UNTERSUCHTER TEXT.
Presseaussendung
(Wien, 01.12.2020) Die Lebenshilfe präsentierte die neue Studie „2-Säulen-Modell: Einkommen und Bedarfssicherung für Menschen mit Behinderungen“ zur chancengleichen Teilhabe am Arbeitsmarkt, die den momentanen gesetzlichen Rahmen aufschlüsselt. Anlässlich des jährlichen „Internationalen Tag der Menschen mit Behinderungen“ am 3. Dezember fand die virtuelle Pressekonferenz für Gehalt statt Taschengeld mit Unterstützung des Presseclub Concordia am 01.Dezember 2020 um 14 Uhr statt.
Inklusiver Arbeitsmarkt, positive Bewertung des Gesundheitszustandes
Die Studie der Lebenshilfe geht von einem 2-Säulen-Modell und einer ressourcen- und fähigkeitsorientierten Bewertung des Gesundheitszustandes von Menschen mit Behinderungen aus. Ziel ist ein durchlässiger inklusiver Arbeitsmarkt und die reguläre und sozialversicherungspflichtige Beschäftigung aller Personen, die auf Taschengeldbasis (in Werkstätten) beschäftigt sind.

GEZEIGTES MATERIAL.

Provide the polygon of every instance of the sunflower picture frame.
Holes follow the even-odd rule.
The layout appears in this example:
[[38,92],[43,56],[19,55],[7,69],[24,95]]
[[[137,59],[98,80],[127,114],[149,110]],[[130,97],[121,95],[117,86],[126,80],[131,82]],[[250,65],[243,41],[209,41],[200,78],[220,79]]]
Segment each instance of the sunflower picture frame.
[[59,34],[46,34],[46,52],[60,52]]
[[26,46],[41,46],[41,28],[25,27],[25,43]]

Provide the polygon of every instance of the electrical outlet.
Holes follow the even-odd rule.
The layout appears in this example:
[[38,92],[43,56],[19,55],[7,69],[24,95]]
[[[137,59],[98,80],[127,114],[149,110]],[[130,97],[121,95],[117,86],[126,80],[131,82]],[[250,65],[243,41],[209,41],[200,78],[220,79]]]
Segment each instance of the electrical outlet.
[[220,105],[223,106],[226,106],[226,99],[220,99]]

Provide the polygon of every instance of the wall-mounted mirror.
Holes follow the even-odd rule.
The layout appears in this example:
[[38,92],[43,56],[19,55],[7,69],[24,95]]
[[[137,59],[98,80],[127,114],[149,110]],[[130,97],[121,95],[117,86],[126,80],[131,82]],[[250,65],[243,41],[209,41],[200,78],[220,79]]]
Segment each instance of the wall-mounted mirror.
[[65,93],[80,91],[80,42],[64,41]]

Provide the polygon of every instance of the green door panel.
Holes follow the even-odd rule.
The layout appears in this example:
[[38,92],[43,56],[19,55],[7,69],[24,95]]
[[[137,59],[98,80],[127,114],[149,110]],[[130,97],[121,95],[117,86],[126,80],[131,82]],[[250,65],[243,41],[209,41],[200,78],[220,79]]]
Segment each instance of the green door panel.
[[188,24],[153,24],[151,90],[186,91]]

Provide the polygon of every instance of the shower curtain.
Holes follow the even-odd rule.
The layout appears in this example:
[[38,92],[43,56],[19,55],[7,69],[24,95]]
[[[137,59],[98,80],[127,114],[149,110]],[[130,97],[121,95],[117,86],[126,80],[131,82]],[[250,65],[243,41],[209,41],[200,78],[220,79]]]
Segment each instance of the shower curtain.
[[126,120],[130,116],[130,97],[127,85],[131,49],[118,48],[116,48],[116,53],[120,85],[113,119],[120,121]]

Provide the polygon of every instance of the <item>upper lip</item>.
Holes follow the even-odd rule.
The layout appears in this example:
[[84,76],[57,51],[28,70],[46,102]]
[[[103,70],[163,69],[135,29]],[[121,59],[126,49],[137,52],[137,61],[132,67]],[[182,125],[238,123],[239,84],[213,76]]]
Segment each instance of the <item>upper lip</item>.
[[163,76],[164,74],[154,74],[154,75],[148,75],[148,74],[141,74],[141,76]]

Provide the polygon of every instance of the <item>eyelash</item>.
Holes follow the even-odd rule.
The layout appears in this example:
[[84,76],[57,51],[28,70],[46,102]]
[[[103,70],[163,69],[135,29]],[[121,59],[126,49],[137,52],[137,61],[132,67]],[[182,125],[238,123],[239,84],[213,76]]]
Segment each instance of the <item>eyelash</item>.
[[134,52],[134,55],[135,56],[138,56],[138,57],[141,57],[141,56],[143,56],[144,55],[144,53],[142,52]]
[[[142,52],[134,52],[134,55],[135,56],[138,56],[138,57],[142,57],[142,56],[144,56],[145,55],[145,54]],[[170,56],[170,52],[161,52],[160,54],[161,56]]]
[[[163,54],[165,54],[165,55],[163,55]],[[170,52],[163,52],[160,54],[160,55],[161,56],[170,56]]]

ZUR AUFGABE. Schreiben Sie die Presseaussendung weiter oben vollständig und wortgetreu ab.

SCHRIFTLICHE ANTWORT.
Presseaussendung
(Wien, 01.12.2020) Die Lebenshilfe präsentierte die neue Studie „2-Säulen-Modell: Einkommen und Bedarfssicherung für Menschen mit Behinderungen“ zur chancengleichen Teilhabe am Arbeitsmarkt, die den momentanen gesetzlichen Rahmen aufschlüsselt. Anlässlich des jährlichen „Internationalen Tag der Menschen mit Behinderungen“ am 3. Dezember fand die virtuelle Pressekonferenz für Gehalt statt Taschengeld mit Unterstützung des Presseclub Concordia am 01.Dezember 2020 um 14 Uhr statt.
Inklusiver Arbeitsmarkt, positive Bewertung des Gesundheitszustandes
Die Studie der Lebenshilfe geht von einem 2-Säulen-Modell und einer ressourcen- und fähigkeitsorientierten Bewertung des Gesundheitszustandes von Menschen mit Behinderungen aus. Ziel ist ein durchlässiger inklusiver Arbeitsmarkt und die reguläre und sozialversicherungspflichtige Beschäftigung aller Personen, die auf Taschengeldbasis (in Werkstätten) beschäftigt sind.